*Selected text*:
************

- Born: 28 April 1983 (age 43) Indore, Madhya Pradesh, India
- Occupation: Film score composer
- Years active: 2004–present
- Spouse: Kanu Behl ​(m. 2019)​

= Sneha Khanwalkar =

Indian music director (born 1983)

Sneha Khanwalkar (born 28 April 1983) is an Indian music director who works in Hindi films. She is best known for her score for the film, Oye Lucky! Lucky Oye!, and also for Gangs of Wasseypur Part 1 and Part 2. She was nominated in Best Music Director category at the 58th Filmfare Awards for Gangs of Wasseypur Part 1 & Part 2 (credited as the music director of Gangs of Wasseypur). She is only the second woman to gain a nomination in this category 28 years after Usha Khanna.

==Early life and education==
Khanwalkar was born and brought up in Indore, where her mother's family was entrenched in the Gwalior gharana of Hindustani classical music, through which she learned music as a child.

During her HSC vacations, she did an animation course and art direction course. In 2001, her family moved to Mumbai, with an aim of her joining an engineering college, but instead she started working in animation followed by art direction before deciding on music direction as a career, after rediscovering her childhood passion for music.

==Career==
In 2004, she scored the film The Hope, which competed at the Internationales Filmfest Emden in Germany. Meanwhile, she also did the title track for Ruchi Narain's film, KAL – Yesterday and Tomorrow (2005), though her big break came when she composed music for the 2007 film Go, produced by Ram Gopal Varma, and also got to compose a song for Sarkar Raj (2008).

************

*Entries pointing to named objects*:
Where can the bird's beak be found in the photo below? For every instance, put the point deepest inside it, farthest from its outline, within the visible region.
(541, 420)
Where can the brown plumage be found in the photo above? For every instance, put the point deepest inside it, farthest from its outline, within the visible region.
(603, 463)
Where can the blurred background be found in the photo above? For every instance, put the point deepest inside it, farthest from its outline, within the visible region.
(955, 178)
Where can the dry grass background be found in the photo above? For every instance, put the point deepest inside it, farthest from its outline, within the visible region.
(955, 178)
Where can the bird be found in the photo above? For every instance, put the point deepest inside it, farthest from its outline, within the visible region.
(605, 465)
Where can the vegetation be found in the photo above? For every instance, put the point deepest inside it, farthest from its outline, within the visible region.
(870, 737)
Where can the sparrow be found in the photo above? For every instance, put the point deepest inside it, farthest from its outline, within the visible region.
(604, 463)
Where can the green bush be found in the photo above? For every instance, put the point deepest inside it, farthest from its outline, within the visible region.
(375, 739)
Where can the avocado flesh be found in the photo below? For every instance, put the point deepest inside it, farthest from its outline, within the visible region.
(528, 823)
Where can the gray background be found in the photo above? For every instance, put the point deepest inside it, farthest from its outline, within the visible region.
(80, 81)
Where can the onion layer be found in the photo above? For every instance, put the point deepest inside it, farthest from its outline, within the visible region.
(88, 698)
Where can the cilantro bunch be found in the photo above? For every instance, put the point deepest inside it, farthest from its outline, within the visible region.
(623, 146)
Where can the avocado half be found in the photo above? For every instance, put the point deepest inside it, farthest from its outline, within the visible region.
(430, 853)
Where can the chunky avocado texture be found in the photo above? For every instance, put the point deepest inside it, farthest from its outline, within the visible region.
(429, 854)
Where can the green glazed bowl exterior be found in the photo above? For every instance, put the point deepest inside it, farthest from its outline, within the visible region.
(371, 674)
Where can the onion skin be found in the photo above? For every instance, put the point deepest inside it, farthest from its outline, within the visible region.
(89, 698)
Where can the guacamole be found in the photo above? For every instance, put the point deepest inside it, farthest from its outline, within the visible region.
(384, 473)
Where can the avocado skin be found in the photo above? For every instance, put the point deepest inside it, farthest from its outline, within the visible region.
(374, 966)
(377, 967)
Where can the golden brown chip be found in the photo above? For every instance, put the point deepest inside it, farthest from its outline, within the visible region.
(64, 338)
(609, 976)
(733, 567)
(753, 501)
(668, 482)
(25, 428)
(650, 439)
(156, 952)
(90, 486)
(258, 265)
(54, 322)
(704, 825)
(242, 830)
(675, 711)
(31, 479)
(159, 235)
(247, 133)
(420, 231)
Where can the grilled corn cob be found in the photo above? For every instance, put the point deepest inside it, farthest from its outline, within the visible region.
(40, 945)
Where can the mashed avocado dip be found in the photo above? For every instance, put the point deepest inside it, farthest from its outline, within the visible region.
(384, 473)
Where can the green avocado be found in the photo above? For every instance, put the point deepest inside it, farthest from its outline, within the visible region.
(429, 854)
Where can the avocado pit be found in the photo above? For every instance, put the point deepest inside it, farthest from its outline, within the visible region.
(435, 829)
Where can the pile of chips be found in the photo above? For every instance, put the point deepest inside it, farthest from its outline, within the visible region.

************

*Problem statement*: Return the passage of the Sneha Khanwalkar biography starting at "Sneha Khanwalkar (born" and ending at "as a child.", copied word for word.

*Exercise solution*:
Sneha Khanwalkar (born 28 April 1983) is an Indian music director who works in Hindi films. She is best known for her score for the film, Oye Lucky! Lucky Oye!, and also for Gangs of Wasseypur Part 1 and Part 2. She was nominated in Best Music Director category at the 58th Filmfare Awards for Gangs of Wasseypur Part 1 & Part 2 (credited as the music director of Gangs of Wasseypur). She is only the second woman to gain a nomination in this category 28 years after Usha Khanna.

==Early life and education==
Khanwalkar was born and brought up in Indore, where her mother's family was entrenched in the Gwalior gharana of Hindustani classical music, through which she learned music as a child.